== Dataset entries ==
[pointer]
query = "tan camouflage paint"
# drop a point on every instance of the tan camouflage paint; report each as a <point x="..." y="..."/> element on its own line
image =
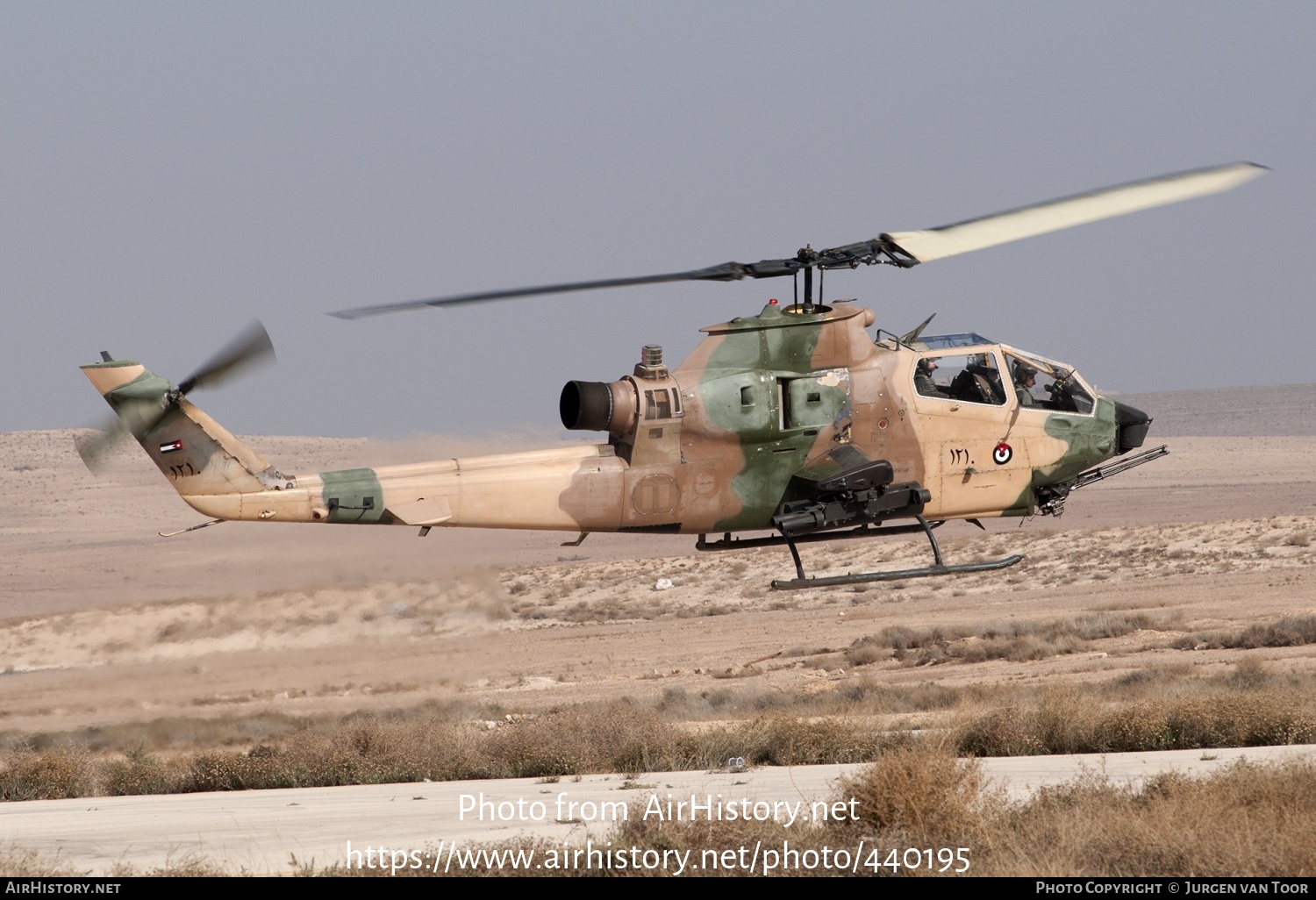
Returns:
<point x="684" y="455"/>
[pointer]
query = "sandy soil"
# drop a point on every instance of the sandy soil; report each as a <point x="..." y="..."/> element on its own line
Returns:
<point x="108" y="623"/>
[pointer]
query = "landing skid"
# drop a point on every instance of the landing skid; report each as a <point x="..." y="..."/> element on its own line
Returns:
<point x="939" y="568"/>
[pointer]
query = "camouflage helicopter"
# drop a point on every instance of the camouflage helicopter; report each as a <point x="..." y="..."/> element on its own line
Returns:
<point x="795" y="420"/>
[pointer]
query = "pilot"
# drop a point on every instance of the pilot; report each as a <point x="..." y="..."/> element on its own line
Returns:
<point x="1026" y="376"/>
<point x="923" y="382"/>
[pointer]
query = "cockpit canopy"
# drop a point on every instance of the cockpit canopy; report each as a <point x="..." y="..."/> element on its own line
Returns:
<point x="974" y="368"/>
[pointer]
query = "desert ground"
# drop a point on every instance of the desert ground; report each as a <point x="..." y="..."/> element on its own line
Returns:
<point x="107" y="623"/>
<point x="239" y="634"/>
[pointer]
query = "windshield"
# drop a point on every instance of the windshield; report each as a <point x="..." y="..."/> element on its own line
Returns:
<point x="1045" y="384"/>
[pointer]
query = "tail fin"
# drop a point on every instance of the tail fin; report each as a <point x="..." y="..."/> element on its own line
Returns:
<point x="197" y="454"/>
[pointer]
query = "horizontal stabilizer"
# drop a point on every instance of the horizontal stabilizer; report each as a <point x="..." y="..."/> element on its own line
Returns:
<point x="423" y="511"/>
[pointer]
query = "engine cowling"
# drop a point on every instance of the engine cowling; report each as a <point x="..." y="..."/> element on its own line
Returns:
<point x="599" y="407"/>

== Work required ==
The records above must be retyped exactly. Please omit the pictures.

== Response to this task ==
[pointer]
query = "tan camouflage paint"
# drop a point on every instance of the tan camouflage paint; report each as a <point x="..." y="..."/> element on its own line
image =
Returns:
<point x="684" y="455"/>
[pointer]
query = "sandy soil"
# drop a point on every instance of the sandy soil; report each as a <point x="..." y="..."/> element on its own line
Returns:
<point x="108" y="623"/>
[pointer]
query = "landing skid"
# drop a point on every instance of the landing skid; report each as a <point x="..." y="..."/> element on its own line
Returns:
<point x="939" y="568"/>
[pointer]
query = "camouflage helicopter"
# drop a point on every instance of the camouflage helicopter; report each as a <point x="..." y="..."/> element on its own line
Returns:
<point x="795" y="420"/>
[pointer]
query = "pilot"
# drop a point on every instance of the pilot; report each as a <point x="..." y="..."/> element on its own line
Returns:
<point x="1026" y="376"/>
<point x="923" y="382"/>
[pointer]
query = "cockpit canopy"
# drop a point on every instance of the cockpit canopy; report each as a <point x="..." y="..."/> element on its own line
Returns:
<point x="974" y="368"/>
[pointer]
query = "desert ground"
# drop a point on every instance of the desert ground; report each as a <point x="..." y="..."/> element on its own line
Returns:
<point x="107" y="623"/>
<point x="239" y="634"/>
[pointer]
query = "windshield"
# drop a point on every instance of the windshield; report each as a <point x="..." y="..."/> element on its own line
Returns:
<point x="1045" y="384"/>
[pointer]
query = "tail fin"
# drop a point on every instance of the tail fin; report each as a <point x="..." y="..."/> element on its own line
Returns:
<point x="197" y="454"/>
[pointer]
query = "horizontal stabilizer"
# drop a point on every instance of the horizontal stabilizer; report each as a <point x="..." y="..."/> element on its own line
Returns:
<point x="423" y="511"/>
[pointer]
query = "engine cowling"
# drop a point on every instance of the engine cowling; report each as a <point x="..." y="..."/> element on its own line
Returns:
<point x="599" y="407"/>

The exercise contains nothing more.